[NO-TICKET] Raise benchmark default durations #3869

ivoanjo · 2024-08-27T16:53:40Z

What does this PR do?

This PR goes through our existing benchmarks, and for those that used a default duration of 10 or 12 seconds, raises the duration to 30s.

Motivation:

We've observed most of these benchmarks having flaky regressions/improvements on PRs that shouldn't affect them.

I suspect that the running the benchmarks for such short time may be contributing to flakiness. For instance, one of the benchmarks that flakes the most often is profiler_sample_serialize.rb, and concidentally that's a benchmark where each iteration does a lot of work, and thus in a typical 10 second run we may only see around 70 iterations.

Hopefully by running the benchmarks for slightly longer we'll have more consistent results.

++++++++

- _Job 1_
Please change the stretch of the benchmark duration pull request from "We've observed most" through "more consistent results." by replacing "benchmarks" with "performance tests" everywhere in it.
- _Job 2_
Carry on the benchmark duration pull request description past its last sentence.
The data that comes next plays no part in this work.

- _Source data_

++++++++

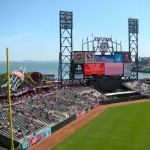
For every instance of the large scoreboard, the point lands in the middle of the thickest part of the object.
(87, 64)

++++++++

- _Written reply 1_
We've observed most of these performance tests having flaky regressions/improvements on PRs that shouldn't affect them.

I suspect that the running the performance tests for such short time may be contributing to flakiness. For instance, one of the performance tests that flakes the most often is profiler_sample_serialize.rb, and concidentally that's a benchmark where each iteration does a lot of work, and thus in a typical 10 second run we may only see around 70 iterations.

Hopefully by running the performance tests for slightly longer we'll have more consistent results.

- _Written reply 2_
Additional Notes:

There is a downside to this -- because our benchmarks are currently executed sequentially in CI, this will make the benchmark run took quite longer than it used to.

Hopefully this trade-off is reasonable; if not, we can re-evaluate.

How to test the change?

Check the latest benchmarks CI run, and confirm the tests are running for 30 seconds, rather than 10/12.

codecov-commenter · 2024-08-27T17:18:22Z

Codecov Report

All modified and coverable lines are covered by tests ✅

Project coverage is 97.85%. Comparing base (3679939) to head (ee157a1).
Report is 10 commits behind head on master.

Additional details and impacted files

@@            Coverage Diff             @@
##           master    #3869      +/-   ##
==========================================
- Coverage   97.85%   97.85%   -0.01%     
==========================================
  Files        1271     1277       +6     
  Lines       76024    76304     +280     
  Branches     3740     3740              
==========================================
+ Hits        74395    74667     +272     
- Misses       1629     1637       +8

☔ View full report in Codecov by Sentry.
📢 Have feedback on the report? Share it here.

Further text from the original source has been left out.